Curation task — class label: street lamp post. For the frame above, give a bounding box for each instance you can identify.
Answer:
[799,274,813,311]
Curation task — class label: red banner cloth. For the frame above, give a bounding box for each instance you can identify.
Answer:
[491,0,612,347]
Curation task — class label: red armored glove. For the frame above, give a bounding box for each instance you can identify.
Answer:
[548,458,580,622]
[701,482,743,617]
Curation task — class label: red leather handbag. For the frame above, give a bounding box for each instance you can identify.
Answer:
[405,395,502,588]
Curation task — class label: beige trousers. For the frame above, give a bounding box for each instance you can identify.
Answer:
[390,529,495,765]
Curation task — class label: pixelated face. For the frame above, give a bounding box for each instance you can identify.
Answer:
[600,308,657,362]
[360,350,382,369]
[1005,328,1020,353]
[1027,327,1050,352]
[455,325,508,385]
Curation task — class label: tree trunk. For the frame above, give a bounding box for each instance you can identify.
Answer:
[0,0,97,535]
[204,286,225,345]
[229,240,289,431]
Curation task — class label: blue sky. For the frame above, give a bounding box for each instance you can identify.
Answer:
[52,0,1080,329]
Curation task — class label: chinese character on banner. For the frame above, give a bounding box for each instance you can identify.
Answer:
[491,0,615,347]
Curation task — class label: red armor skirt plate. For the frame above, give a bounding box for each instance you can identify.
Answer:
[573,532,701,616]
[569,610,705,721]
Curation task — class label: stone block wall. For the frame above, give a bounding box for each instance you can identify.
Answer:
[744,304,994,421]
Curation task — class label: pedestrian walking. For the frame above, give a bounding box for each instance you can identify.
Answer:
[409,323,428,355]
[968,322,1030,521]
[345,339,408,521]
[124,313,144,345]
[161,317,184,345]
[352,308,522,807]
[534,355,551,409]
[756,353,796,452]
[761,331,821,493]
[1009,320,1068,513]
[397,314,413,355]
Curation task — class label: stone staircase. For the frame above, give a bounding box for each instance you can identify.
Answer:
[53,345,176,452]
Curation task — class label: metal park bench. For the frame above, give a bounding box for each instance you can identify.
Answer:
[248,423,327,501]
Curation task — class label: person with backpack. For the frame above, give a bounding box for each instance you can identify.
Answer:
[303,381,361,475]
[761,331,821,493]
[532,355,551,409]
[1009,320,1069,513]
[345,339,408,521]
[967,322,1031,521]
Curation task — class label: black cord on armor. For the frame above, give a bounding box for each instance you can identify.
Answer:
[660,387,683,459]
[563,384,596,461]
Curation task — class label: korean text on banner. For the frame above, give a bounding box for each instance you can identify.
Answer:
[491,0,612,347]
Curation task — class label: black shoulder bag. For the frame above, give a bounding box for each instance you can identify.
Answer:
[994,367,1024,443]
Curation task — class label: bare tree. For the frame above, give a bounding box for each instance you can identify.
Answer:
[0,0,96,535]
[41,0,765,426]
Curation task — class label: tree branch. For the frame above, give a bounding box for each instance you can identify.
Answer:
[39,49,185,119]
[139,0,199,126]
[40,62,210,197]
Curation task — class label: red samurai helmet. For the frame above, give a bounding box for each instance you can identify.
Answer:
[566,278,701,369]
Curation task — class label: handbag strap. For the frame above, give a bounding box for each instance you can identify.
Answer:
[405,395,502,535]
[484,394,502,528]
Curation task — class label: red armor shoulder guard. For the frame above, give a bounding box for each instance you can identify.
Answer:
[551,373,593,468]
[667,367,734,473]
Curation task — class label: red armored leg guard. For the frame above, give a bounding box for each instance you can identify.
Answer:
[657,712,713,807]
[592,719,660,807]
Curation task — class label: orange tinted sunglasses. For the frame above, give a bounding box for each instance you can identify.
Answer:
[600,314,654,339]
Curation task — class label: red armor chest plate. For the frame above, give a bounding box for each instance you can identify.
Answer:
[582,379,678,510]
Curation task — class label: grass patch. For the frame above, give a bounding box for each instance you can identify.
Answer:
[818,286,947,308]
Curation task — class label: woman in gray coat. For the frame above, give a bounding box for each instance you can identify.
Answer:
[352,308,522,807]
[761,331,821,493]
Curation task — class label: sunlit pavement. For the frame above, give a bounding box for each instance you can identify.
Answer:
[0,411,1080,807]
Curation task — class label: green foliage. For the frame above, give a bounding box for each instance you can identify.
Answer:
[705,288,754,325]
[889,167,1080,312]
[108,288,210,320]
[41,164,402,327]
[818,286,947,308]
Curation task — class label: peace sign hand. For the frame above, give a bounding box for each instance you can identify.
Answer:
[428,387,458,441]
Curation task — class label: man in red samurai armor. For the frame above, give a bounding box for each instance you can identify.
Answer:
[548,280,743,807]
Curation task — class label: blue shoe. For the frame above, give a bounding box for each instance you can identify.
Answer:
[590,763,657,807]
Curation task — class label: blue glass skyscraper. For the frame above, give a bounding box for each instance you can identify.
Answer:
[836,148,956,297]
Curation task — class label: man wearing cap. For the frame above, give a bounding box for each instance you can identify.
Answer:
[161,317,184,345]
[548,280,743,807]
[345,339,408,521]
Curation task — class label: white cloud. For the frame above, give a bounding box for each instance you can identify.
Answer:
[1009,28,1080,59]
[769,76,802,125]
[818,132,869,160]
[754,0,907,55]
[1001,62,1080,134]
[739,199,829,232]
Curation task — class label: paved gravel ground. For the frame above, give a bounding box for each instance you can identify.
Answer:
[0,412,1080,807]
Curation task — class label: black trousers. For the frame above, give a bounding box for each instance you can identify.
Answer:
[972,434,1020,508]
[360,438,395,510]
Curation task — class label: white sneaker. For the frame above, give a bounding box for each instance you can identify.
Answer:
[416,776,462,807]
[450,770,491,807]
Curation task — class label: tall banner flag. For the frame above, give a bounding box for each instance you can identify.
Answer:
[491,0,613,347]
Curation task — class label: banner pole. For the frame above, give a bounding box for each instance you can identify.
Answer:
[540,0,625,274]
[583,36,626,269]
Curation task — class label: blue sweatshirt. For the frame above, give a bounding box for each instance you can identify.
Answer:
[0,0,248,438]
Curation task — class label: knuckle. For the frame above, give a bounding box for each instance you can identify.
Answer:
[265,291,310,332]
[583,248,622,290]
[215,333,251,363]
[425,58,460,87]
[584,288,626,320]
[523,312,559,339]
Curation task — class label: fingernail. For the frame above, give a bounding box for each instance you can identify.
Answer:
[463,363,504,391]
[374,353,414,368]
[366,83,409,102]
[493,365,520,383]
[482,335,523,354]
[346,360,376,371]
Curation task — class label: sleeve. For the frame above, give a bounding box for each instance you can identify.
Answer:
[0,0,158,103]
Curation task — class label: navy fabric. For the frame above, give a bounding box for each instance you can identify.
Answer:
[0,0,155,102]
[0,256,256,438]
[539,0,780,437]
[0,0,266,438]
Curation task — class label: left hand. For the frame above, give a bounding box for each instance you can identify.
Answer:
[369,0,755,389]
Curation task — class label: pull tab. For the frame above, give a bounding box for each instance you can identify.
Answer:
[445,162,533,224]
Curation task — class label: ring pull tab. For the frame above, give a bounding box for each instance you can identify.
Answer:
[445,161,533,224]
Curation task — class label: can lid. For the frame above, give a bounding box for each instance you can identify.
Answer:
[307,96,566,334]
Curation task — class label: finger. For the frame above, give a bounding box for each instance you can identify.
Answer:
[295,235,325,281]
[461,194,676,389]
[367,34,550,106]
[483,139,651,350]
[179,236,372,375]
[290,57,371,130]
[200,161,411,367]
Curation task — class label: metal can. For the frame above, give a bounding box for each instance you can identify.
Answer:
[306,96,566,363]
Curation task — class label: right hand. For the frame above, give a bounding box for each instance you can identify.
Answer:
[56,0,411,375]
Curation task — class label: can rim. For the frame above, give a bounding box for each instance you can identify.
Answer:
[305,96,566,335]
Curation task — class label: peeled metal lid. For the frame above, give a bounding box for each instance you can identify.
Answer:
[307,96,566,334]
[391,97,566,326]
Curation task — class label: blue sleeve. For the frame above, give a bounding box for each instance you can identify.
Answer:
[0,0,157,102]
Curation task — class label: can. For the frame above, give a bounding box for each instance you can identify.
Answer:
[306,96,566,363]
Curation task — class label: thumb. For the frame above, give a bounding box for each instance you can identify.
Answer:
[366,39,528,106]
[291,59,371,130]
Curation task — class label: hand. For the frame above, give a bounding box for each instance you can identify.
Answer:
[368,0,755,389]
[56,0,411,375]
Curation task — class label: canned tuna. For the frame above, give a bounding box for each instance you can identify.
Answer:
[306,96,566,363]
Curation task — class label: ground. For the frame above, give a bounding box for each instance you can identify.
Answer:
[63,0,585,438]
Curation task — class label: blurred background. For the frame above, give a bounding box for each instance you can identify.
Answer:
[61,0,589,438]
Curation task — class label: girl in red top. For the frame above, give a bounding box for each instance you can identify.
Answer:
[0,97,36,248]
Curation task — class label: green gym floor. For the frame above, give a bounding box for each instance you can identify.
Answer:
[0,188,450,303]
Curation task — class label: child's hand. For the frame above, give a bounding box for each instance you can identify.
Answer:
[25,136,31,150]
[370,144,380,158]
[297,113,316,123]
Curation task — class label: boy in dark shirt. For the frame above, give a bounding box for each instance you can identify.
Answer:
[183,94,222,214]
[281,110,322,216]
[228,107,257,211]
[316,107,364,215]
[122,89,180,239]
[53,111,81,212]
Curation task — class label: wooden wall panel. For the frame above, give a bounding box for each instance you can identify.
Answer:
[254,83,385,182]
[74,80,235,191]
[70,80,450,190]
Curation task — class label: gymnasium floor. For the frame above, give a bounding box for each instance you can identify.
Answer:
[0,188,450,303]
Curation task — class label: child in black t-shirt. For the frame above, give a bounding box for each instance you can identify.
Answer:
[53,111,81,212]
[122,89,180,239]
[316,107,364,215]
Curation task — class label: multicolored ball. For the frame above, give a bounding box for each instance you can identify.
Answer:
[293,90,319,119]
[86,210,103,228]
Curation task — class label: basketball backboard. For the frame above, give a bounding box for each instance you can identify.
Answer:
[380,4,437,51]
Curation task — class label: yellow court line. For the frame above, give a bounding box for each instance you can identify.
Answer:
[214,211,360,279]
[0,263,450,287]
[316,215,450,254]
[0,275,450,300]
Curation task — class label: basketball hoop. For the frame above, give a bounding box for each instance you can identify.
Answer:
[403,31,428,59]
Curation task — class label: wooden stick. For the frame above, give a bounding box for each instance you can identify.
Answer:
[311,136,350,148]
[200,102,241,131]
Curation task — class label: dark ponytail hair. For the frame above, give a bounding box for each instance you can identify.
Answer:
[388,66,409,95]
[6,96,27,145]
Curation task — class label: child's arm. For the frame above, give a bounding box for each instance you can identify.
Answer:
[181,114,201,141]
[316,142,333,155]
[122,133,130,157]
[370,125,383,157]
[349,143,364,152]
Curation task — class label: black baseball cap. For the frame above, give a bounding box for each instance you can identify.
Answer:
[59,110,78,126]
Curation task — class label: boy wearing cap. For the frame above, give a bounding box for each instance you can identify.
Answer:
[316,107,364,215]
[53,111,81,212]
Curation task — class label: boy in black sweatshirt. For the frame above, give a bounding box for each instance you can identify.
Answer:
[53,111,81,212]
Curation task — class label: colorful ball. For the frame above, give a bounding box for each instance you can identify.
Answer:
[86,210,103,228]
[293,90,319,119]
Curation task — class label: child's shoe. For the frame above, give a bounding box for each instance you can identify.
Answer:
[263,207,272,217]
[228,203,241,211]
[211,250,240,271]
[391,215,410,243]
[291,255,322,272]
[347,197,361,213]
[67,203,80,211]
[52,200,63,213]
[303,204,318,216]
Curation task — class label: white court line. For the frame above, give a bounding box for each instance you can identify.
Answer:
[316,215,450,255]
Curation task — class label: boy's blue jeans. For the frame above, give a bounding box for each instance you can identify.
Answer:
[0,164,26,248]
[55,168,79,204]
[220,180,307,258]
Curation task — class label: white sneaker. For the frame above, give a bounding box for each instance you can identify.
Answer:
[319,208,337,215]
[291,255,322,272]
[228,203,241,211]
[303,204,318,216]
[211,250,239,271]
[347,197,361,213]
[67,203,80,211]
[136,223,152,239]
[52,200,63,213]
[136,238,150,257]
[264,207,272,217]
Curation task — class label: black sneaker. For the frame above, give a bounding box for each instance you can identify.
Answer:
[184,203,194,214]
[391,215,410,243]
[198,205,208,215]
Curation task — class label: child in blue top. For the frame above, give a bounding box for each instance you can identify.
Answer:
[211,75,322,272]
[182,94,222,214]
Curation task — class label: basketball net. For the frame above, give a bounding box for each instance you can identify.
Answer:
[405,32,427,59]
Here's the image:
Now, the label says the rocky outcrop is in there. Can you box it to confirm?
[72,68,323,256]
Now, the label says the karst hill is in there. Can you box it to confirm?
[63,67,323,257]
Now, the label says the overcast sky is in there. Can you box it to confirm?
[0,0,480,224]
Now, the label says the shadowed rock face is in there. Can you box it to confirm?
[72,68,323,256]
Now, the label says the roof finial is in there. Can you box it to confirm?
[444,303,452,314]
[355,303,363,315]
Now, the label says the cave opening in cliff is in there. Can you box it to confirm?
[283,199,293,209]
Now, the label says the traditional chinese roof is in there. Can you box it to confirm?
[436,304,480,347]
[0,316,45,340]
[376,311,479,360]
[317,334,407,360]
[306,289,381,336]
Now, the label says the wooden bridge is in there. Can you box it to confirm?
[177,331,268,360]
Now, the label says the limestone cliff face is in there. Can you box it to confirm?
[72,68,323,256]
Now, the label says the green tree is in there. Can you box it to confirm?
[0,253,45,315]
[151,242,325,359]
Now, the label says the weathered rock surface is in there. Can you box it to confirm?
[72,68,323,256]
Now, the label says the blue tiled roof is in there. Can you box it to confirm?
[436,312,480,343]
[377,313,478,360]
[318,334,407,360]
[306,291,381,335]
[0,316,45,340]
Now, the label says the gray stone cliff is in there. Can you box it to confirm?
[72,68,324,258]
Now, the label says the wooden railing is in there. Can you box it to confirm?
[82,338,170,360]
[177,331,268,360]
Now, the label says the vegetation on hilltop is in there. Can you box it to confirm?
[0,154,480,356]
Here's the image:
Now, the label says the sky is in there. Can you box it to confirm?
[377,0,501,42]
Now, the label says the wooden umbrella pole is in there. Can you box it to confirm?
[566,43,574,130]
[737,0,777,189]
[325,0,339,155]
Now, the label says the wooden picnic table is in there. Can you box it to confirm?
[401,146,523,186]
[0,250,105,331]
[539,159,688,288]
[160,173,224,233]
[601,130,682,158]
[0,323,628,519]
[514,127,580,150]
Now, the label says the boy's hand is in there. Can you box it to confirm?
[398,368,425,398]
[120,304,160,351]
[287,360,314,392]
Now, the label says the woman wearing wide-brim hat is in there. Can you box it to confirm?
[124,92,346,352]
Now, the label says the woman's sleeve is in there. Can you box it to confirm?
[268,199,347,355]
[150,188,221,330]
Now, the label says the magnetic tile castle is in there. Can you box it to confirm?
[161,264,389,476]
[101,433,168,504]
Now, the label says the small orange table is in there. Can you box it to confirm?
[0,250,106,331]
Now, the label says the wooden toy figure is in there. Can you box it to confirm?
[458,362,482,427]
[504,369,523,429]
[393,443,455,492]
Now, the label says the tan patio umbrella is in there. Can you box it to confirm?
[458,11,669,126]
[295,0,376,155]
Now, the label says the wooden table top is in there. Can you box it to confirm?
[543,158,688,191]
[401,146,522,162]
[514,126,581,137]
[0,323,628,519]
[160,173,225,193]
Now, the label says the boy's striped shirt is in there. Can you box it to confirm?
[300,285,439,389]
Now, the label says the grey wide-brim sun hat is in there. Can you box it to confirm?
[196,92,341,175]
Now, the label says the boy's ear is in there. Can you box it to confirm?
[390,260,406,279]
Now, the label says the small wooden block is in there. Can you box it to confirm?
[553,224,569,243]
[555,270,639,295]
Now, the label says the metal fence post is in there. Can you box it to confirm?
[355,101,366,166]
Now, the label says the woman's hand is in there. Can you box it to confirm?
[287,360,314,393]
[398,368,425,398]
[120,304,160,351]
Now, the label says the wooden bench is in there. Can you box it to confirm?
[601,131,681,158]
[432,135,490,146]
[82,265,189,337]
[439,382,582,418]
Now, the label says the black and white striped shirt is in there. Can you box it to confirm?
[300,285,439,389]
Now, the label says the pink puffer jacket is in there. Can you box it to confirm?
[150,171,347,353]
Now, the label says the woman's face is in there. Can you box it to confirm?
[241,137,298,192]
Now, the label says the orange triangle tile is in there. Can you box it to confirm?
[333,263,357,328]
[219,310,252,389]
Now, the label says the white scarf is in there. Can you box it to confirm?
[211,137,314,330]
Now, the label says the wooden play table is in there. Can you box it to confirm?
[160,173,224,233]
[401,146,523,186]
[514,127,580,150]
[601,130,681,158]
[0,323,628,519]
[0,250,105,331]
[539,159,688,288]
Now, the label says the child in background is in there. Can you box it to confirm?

**BRIEF:** Could you rewrite the stretch of data from the line containing "Now, the label says the wooden picnic" through the line containing "[295,0,376,155]", replacing "confirm" with "verify" and keeping everything else the same?

**RESPONSE TO THIS TASK:**
Now, the label says the wooden picnic table is in there. Can you box it to verify?
[401,146,523,186]
[0,250,105,331]
[539,159,688,288]
[160,173,224,233]
[601,130,682,158]
[0,323,628,519]
[514,127,580,150]
Now, the label says the boy's hand is in there. Can you box it to verify?
[398,368,425,398]
[120,304,160,351]
[287,360,314,392]
Now, the label says the woman wearing wide-brim hat is in there. Can you box it to verify?
[124,92,346,352]
Now, the label says the woman's sleeve is in there. Can you box it to verify?
[268,199,347,355]
[150,188,221,330]
Now, the label says the magnetic tile castle is in there. Can you box it to verify?
[161,264,389,476]
[101,433,168,504]
Now, the label says the small orange table is in there. Can you box it to verify?
[0,250,106,331]
Now, the label says the wooden toy figure is in there. Can you box it to verify?
[458,362,482,427]
[504,369,523,429]
[393,443,455,492]
Now, the label says the tan patio umbrella is in there. Can you box it to verify?
[458,11,669,126]
[295,0,376,155]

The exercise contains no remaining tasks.